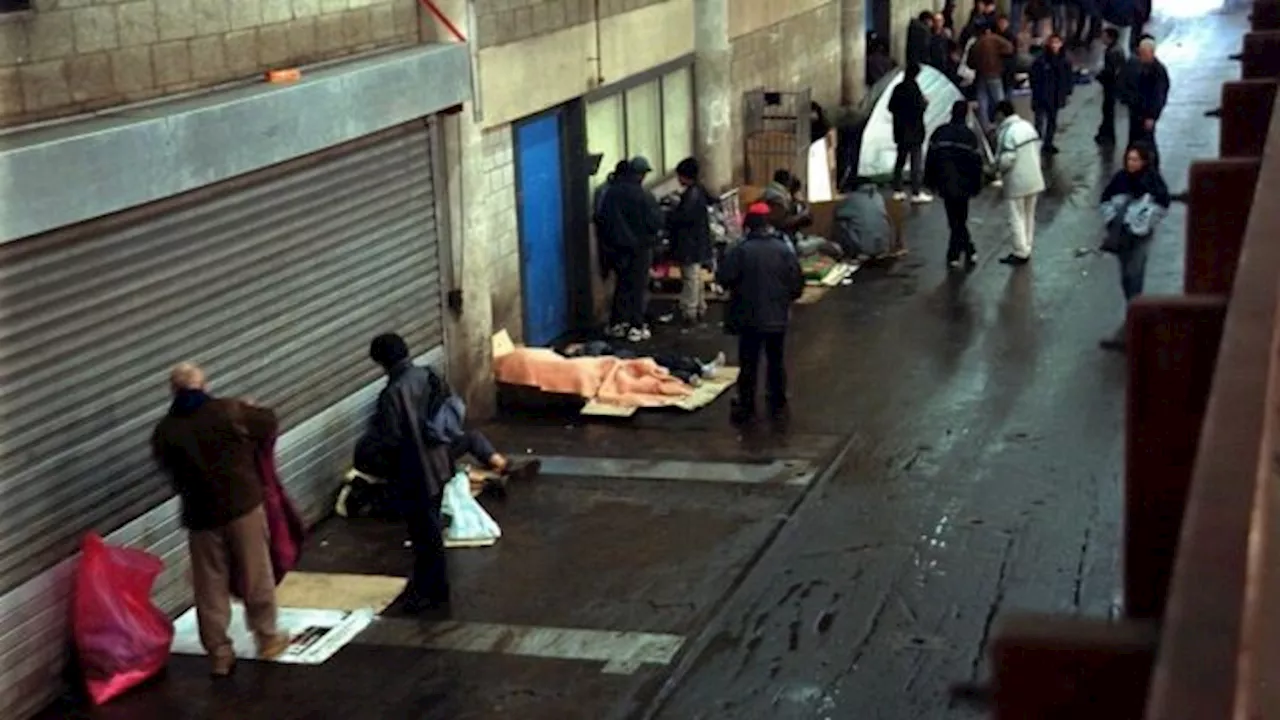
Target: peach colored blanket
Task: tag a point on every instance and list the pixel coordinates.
(627, 383)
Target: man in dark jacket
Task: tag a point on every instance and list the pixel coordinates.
(763, 277)
(630, 218)
(1144, 89)
(689, 224)
(1112, 64)
(1052, 82)
(906, 104)
(209, 447)
(955, 172)
(397, 447)
(918, 35)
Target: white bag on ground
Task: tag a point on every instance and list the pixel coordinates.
(471, 524)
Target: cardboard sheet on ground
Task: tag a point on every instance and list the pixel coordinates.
(338, 591)
(702, 396)
(318, 634)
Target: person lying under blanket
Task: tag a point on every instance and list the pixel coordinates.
(684, 367)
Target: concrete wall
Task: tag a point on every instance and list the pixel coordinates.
(68, 57)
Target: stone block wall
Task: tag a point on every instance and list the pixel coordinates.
(499, 204)
(68, 57)
(501, 22)
(800, 51)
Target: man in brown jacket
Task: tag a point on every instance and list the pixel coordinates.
(209, 449)
(987, 58)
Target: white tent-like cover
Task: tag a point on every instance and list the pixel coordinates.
(878, 151)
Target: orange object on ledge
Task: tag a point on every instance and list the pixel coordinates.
(291, 74)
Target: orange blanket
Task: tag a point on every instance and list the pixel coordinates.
(627, 383)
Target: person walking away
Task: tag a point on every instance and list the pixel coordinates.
(908, 104)
(1018, 156)
(763, 277)
(987, 59)
(1052, 82)
(938, 44)
(631, 220)
(689, 226)
(955, 171)
(918, 33)
(209, 447)
(398, 447)
(862, 222)
(1144, 89)
(1133, 204)
(1112, 64)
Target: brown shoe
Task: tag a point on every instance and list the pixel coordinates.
(273, 647)
(223, 666)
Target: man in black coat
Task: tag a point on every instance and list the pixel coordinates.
(955, 172)
(1144, 89)
(763, 277)
(629, 222)
(396, 447)
(906, 104)
(918, 35)
(689, 226)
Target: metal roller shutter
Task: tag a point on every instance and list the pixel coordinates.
(273, 281)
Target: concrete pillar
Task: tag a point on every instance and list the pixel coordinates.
(853, 50)
(469, 333)
(714, 92)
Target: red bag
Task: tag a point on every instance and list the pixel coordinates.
(283, 522)
(122, 638)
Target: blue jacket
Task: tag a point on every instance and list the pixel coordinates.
(763, 277)
(1052, 81)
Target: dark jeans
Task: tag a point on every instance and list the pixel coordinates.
(1133, 268)
(474, 443)
(915, 154)
(958, 219)
(631, 291)
(1046, 124)
(750, 345)
(429, 584)
(1107, 128)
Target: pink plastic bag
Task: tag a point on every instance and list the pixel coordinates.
(122, 638)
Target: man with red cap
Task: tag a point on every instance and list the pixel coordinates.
(763, 277)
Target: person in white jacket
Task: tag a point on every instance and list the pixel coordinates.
(1018, 156)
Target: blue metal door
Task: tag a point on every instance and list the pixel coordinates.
(540, 199)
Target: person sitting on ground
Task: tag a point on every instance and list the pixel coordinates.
(862, 219)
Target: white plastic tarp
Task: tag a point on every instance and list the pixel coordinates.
(878, 151)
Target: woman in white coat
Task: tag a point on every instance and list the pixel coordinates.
(1018, 158)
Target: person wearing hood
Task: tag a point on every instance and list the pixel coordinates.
(209, 447)
(1144, 89)
(631, 218)
(918, 35)
(689, 227)
(763, 277)
(400, 447)
(1052, 82)
(1018, 158)
(955, 172)
(1133, 204)
(908, 104)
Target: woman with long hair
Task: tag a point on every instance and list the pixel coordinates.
(1133, 204)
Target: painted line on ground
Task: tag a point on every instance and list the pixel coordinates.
(622, 652)
(777, 472)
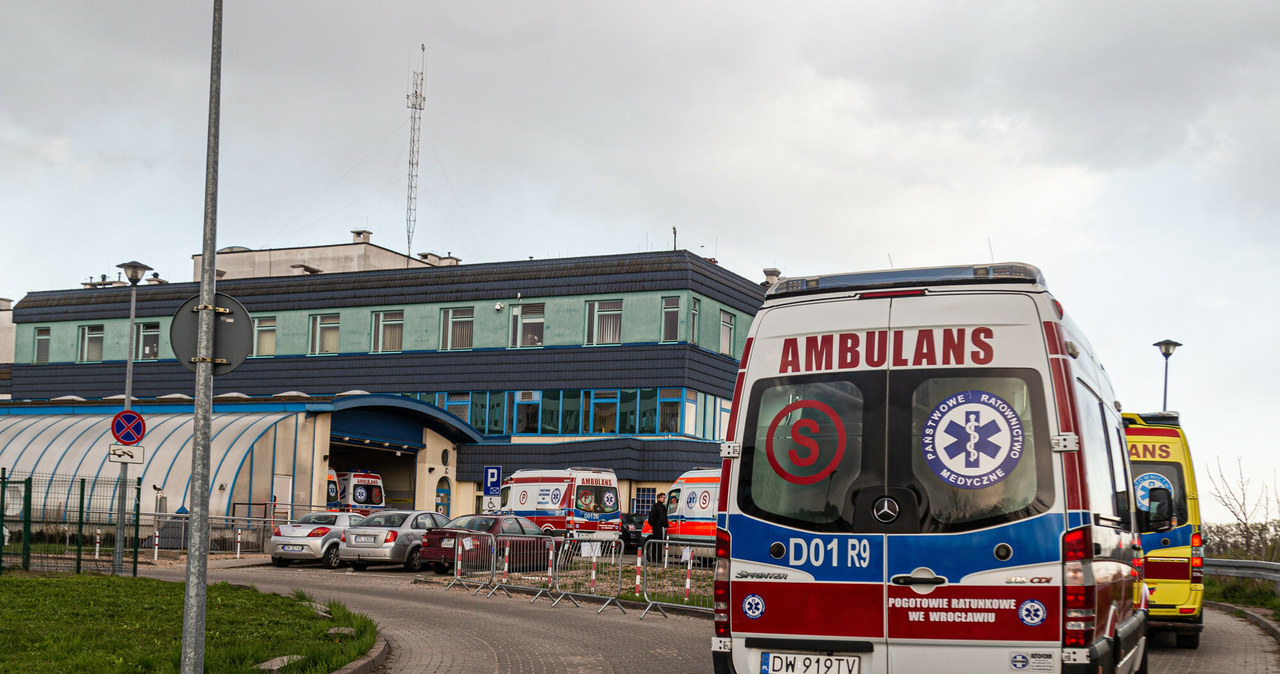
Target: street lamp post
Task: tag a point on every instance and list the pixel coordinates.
(133, 271)
(1166, 349)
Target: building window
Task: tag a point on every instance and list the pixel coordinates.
(604, 412)
(264, 335)
(694, 305)
(146, 342)
(670, 319)
(526, 325)
(604, 322)
(388, 331)
(668, 411)
(91, 344)
(458, 404)
(644, 500)
(324, 334)
(726, 333)
(457, 328)
(42, 345)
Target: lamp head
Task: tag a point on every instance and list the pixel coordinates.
(133, 271)
(1166, 347)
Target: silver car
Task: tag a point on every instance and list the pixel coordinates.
(314, 536)
(388, 537)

================================

→ **Activity**: Please output all of the entries exactly as they appear, with no pictures.

→ **Response for this exercise**:
Target: peach colored blanket
Task: tag a point on every instance and list the pixel coordinates.
(627, 383)
Target: man in dark jacket
Task: tag a point on every instance and list the pixel coordinates.
(763, 277)
(630, 218)
(1144, 89)
(689, 224)
(1112, 64)
(1052, 82)
(906, 104)
(209, 447)
(955, 172)
(397, 447)
(918, 35)
Target: white bag on ground
Task: tag a point on every instance and list the pixel coordinates.
(471, 524)
Target: cardboard sheet on ground
Task: tag a point on every instance and list the pixel coordinates.
(338, 591)
(702, 396)
(318, 634)
Target: person lying under blanket
Task: tag a point on every instance and list the pixel coordinates.
(684, 367)
Target: concrete wall
Task: tag a point on every instance and list the pixel coordinates.
(68, 57)
Target: stone block wall
Task: tag a point on every instance and list the pixel coordinates.
(499, 204)
(68, 57)
(501, 22)
(800, 51)
Target: man in brown jacket
Task: tag a point on every instance and list the pixel coordinates.
(209, 449)
(987, 58)
Target: white tent-like cover
Task: tag a point on every instance and list the pixel coordinates.
(878, 151)
Target: orange object on ledge
Task: tag a point on every instance and list the pixel coordinates.
(291, 74)
Target: orange blanket
Task: tag a point on every instance and list the pixel coordinates.
(627, 383)
Target: person walking away
Task: tag a point on every instance and list the pixel coordinates.
(908, 104)
(1018, 156)
(763, 277)
(987, 59)
(1052, 82)
(938, 44)
(631, 220)
(689, 226)
(955, 171)
(918, 33)
(209, 447)
(398, 447)
(862, 222)
(1144, 89)
(1133, 204)
(1112, 64)
Target: brown shoe
Task: tag a point on every instance and list the pixel coordinates.
(273, 647)
(223, 666)
Target: man in black coat
Task: tag a point on every instance and list the pixel coordinates.
(955, 172)
(1144, 89)
(763, 277)
(629, 222)
(396, 447)
(906, 104)
(918, 35)
(689, 226)
Target: metal roller shutter
Task: tag a point on every instance and list the pixel coordinates.
(273, 281)
Target: concrete pillar
Task: tag a point on every instance and list the pixel coordinates.
(853, 50)
(469, 333)
(714, 92)
Target: red bag
Task: tag a point on every instance and list the pixel coordinates.
(283, 522)
(122, 638)
Target: blue jacket
Task: tag a point on every instance and list the pixel coordinates.
(763, 277)
(1052, 81)
Target: dark jeans
Task: tag a point on every instance and list the pixel coordinates.
(1133, 268)
(474, 443)
(915, 154)
(958, 219)
(631, 291)
(1046, 124)
(750, 345)
(429, 584)
(1107, 128)
Target: pink plastic bag
Task: tag a point on every instance and list the pixel coordinates.
(122, 638)
Target: man with red cap
Task: tag a point on every instance and list the pixel coordinates.
(763, 277)
Target: person in white jacket
Task: tag a point on every instance and list the pixel coordinates.
(1018, 156)
Target: blue metal door
Task: tag a point on every instance and list the pixel coordinates.
(540, 199)
Target: person sitting on ground
Task: tag a point on every instance and list the pixel coordinates.
(862, 219)
Target: white plastic tarp
Task: tag a point on every instance and list the pixel coordinates.
(878, 151)
Target: woman in white coat
Task: tag a point on every instance and list the pixel coordinates.
(1018, 158)
Target: person wearing hood
Task: tag a point on every instance and list the pixel coordinates.
(209, 447)
(1144, 89)
(631, 218)
(918, 35)
(689, 227)
(763, 277)
(400, 447)
(1052, 82)
(1018, 158)
(955, 172)
(1133, 204)
(908, 104)
Target: woman with long hair
Task: tag a point on every instance and list the pixel coordinates.
(1133, 204)
Target: painted line on ground
Task: tag a point on every instance and list the pixel coordinates.
(622, 652)
(777, 472)
Target: street lamp post
Task: tag a point on every instance and list the pixel coordinates.
(133, 271)
(1166, 349)
Target: building window
Task: tag a point on every instance and list the pixel coordinates.
(604, 412)
(264, 335)
(694, 305)
(146, 342)
(670, 319)
(526, 325)
(604, 322)
(388, 331)
(668, 411)
(91, 344)
(458, 404)
(644, 500)
(324, 334)
(726, 333)
(457, 328)
(42, 345)
Target: lamp head
Task: tag a point on every instance and list the pixel coordinates.
(133, 271)
(1166, 347)
Target: silver car
Task: tag a point on every instance and list the pixel coordinates.
(314, 536)
(388, 537)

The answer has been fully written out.